____ 本文抜粋

そこで何気なく食べたのが「大袖振豆もち」で。
はいはい、うちの商品で。
なんと光栄な。
糸井
名前も知らないまま1枚食べて、
まわりの人と話しをしながら
無意識で2枚めを口に入れていたんです。
その途中で「俺、これ好きかも!」って(笑)。
わっはっはっは!
糸井
その話をあとで人にすると、
みんな「あれ、おいしいよね」って言うんです。
それでさらに好奇心が湧きまして、
調べられる程度の検索をすると、
この会社がどうやって生まれたとか、
世界の人とどうつながっているとか、
いまもまた次のレベルに行こうとしていて。
ええ、ええ。
糸井
だけど、もともとは風光明媚な
大きな産業があるわけじゃない場所から
スタートした会社なわけで。

まあ、なにもないところです(笑)。
糸井
そんな場所で生まれた会社が、
いまみたいな規模へ広がっていく話は、
誰が聞いてもおもしろいと思うんです。
それでいつか新潟に行って
工場見学もしてみたいと思っていたら、
こうやって実現したという(笑)。
糸井さんのような有名な方で、
いまのような
「食べておいしかったから」という理由で、
ここまでお出でになられたのは、
おそらく初めてじゃないでしょうかね。
糸井
そうですか(笑)。
バイヤーさんとか、団体の見学会とか、
そういうのはありますけれども。
糸井
ぼくはここに来るあいだに、
岩塚さんのことが書かれた本まで読みまして。
きょうのアンチョコですけど(笑)。
ああ、お読みいただいたんですね。
糸井
これを読むとまた全然イメージがちがいました。
岩塚製菓という会社は、
槇さんと平石さんがはじめた会社ですよね。
そうです。
父の槇計作と平石金次郎の2人が創業者です。
糸井
だけど、会社の名前は「岩塚製菓」。
岩塚というのは、
このへんの土地の名前で。
つまり、地名なんですね。
糸井
本の中にもありましたが、
「岩塚を良くしようと思ってはじめた会社だから」と。
その話がぼくは大好きで(笑)。
ほんとうにそうなんです。
窓の向こうにお稲荷さんが見えますけど、
その下にJR信越本線が通っていて、
そこに「越後岩塚駅」という駅があります。

________
____ 提供資料

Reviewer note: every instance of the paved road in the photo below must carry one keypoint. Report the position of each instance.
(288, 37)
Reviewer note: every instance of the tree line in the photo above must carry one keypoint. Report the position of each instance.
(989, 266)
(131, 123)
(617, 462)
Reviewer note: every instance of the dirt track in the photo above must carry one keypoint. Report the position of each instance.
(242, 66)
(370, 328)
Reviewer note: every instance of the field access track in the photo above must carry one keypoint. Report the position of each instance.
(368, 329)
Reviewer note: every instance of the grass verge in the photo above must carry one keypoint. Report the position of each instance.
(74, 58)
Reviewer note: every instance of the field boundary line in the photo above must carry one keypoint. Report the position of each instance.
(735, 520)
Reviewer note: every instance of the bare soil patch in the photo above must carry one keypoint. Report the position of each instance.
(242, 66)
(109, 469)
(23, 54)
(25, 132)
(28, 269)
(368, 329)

________
____ 提供資料

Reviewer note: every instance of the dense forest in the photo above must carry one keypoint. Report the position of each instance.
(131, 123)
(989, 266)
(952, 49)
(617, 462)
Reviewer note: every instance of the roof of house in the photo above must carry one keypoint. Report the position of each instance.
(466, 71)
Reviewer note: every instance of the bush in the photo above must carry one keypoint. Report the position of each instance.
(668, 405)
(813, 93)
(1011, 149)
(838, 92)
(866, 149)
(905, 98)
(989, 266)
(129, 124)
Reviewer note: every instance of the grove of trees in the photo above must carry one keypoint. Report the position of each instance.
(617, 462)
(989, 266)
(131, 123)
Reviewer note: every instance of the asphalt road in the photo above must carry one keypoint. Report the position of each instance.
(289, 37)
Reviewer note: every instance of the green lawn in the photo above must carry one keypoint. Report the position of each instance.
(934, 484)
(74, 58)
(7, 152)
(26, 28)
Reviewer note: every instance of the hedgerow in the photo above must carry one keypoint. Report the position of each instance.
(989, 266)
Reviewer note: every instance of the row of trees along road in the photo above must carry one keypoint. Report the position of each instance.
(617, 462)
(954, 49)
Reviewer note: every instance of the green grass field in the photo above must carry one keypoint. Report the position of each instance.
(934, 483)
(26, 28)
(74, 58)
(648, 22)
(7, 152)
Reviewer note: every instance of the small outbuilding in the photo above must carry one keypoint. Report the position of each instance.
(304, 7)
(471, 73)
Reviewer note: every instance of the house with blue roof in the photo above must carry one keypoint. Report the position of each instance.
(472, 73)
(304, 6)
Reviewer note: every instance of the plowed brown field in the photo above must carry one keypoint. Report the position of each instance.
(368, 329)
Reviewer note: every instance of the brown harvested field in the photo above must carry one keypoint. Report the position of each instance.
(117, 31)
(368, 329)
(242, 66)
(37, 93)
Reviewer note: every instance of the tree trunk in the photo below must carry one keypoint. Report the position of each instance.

________

▶ _課題の指示_:
1) 本文のうち「名前も知らないまま1枚食べて」で始まる段落を、要点を残して一文に縮めなさい。
2) 岩塚製菓をめぐる本文を、最後の文に続けて書き進めなさい。

▶ _解答一覧_:
1) 名前も知らずに1枚食べ、まわりの人と話しながら無意識に2枚めも口にして、その途中で自分はこれが好きかもしれないと気づいた。

2)
いま「岩塚」という名前が残っているとしたら、
そこくらいじゃないでしょうかね。
糸井
もう「岩塚」という地名はないんですね。
もうないんですね。
じつはこの本社がある場所も、
もともとは岩塚小学校があった場所。
私の母校ですけど(笑)。

糸井
あ、ここで(笑)。
そうなんです(笑)。
岩塚村という村だったので、
その名前が付いた小学校で。
糸井
当時、このへんで大きい建物というと、
お稲荷さんと小学校くらいですよね。
あとは岩塚農協とかですかね。
糸井
つまり、産業は「農業」ということですよね。
農業なんです。
うちも農家でしたし、
ここからちょうど家が見えますけど、
対岸にある小っちゃな村にいくと、
私の「槇」という名前も
「平石」という名前もゴロゴロいます。
糸井
そうですか。
それにしてもいい景色ですね、ここは。
まさに「うさぎ追いし、かの山」のような。

まあ、夏の時期はそうなんですけど、
これ、冬になるともう雪が2メートル以上‥‥。
糸井
そうか。一面、雪に。
冬になると2、3メートルは積もります。
そういう地域なんですね。
糸井
当時だと半分の季節が仕事にならないですね。
もう雪で仕事になりません。
なので男は出稼ぎに行くしかない。
農家といってもみんな五反百姓で、
要するに小規模農家。
それだけでは食べていけないんです。
糸井
出稼ぎしないとやっていけない。
そういう農家ばっかりでしたね。
私の小学校時代、
1クラスに45人くらいいましたけど、
冬休みが近づいてきますと、
自分の顔をクレヨンで描きなさいと
先生に言われるんです。
出稼ぎで家にいないお父さんのために。
糸井
つまり、お父さんに送るために。
そうなんです。
送らずに持って帰るのは
同居している人だけでしたけど、
それもクラスで3人ぐらいでした。
あとはみんな出稼ぎですね。
工事現場や風呂屋、豆腐屋、大工さんとか。
糸井
石焼きいも屋さんもそうですよね。
ああ、そうですね。
ほとんどが豪雪地帯からの出稼ぎの人だと。
糸井
ここにいる人たちは、
そういう暮らしが当たり前だったんですね。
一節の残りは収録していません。